Your tasks ::
1. In the piece about Ronny Mauricio, how many strikeouts did he have during the 2021 spring training?
2. Pick up the piece about Ronny Mauricio right after its last sentence and keep it going.

Ronny Mauricio's Getting More Than Just Reps This Winter
Confidence is a wild thing, friends...
Image credit: Roberto Carlo
The last we devoted some time to New York Mets prospect Ronny Mauricio at The Apple, he had just been sent down to minor league camp during Luis Rojas’ final spring training with the Mets in 2021.
And what a spring it was… The now-21-year-old went 5-for-14 with three runs driven in, one run scored, and just three strikeouts. Intrigued was out the window. The sound off his bat and his fluidity in just about all he did for a couple of weeks put us firmly in the riveted camp.
If you’ve been listening to the Simply Amazin’ podcast at any point over the last few years, you’re fully in tune with where we’re at in regards to his prospects as an, er, prospect.
Anyway. Have there been surface issues? Absolutely. The dearth of walks is certainly something to watch for moving forward. But what mid-development player doesn’t have flaws?
And once you take into account the fact that Mauricio’s been playing at 3.2 years below his collective league averages (MiLB only), the picture becomes a lot clearer.

Excerpted records ::
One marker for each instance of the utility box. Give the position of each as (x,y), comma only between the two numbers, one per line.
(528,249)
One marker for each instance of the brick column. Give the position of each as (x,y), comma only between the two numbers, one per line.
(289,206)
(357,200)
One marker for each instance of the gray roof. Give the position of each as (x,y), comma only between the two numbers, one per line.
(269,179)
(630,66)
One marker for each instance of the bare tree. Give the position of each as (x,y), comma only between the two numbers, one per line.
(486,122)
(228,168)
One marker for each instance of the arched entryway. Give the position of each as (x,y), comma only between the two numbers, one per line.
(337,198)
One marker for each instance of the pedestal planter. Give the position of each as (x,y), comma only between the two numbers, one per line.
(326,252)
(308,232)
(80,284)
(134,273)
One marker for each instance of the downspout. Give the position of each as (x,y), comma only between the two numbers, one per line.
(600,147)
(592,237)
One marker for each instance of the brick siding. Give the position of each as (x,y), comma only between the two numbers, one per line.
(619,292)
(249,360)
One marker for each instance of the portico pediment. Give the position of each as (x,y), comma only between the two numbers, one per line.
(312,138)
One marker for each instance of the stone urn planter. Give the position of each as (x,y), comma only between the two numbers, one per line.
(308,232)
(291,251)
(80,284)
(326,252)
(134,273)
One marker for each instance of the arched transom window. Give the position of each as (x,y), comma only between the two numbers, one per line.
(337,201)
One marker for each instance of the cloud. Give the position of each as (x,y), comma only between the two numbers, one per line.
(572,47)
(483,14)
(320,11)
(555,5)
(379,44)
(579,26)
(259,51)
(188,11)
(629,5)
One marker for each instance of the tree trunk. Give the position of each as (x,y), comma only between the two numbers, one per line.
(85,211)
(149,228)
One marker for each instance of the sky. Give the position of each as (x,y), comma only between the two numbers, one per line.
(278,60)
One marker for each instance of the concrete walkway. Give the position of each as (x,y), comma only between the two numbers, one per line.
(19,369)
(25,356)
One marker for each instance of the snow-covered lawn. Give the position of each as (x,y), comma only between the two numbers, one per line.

Answers for the tasks ::
1. Three.

2.
The Dominican product’s batting average dropped 20 points between 2019 and 2021 (no 2020 season, of course). He saw that very nice .268/.307/.357 line with four homers and 20 doubles (plus 99 strikeouts) over 504 plate appearances with Single-A Columbia in 2020 shrink to a .248/.296/.449 line with 101 punchouts over 420 PA with High-A Brooklyn in 2021.
Not awful, but certainly not great. Though—and this goes for any walk of life—things don’t always appear to be working until BOOM they are.
For one, Mauricio’s long-foretold and large-framed power finally appeared in 2021, with the 6’3” 220-pounder crushing 20 dingers between Brooklyn and a stint in Double-A Binghamton (a moderately sparkling 10-for-31 with 2B, HR, 11 K, 2 BB).
That will work. As will the modest show Ronny put on in upstate New York last season (.259/.296/.472, 26 HR, 26 2B, 20 SB, 125 K in 541 PA). At 21. In Double-A. Not bad…
Oh, and don’t forget the .296/.345/.486 line with 15 doubles and five homers he’s put up over 45 Dominican Winter League games this fall. That’s big. Could be tremendous. In fact, we have a loose parallel…
Image credit: Chris Simon
One of this October’s young heroes—and, by all accounts, a future star in this league—Jeremy Peña, quietly did his thing over his first few seasons in the Astros’ system but mostly flew under the radar heading into 2020 despite a .303/.385/.440 line between Single-A Quad Cities and Advanced-A Fayetteville in 2019.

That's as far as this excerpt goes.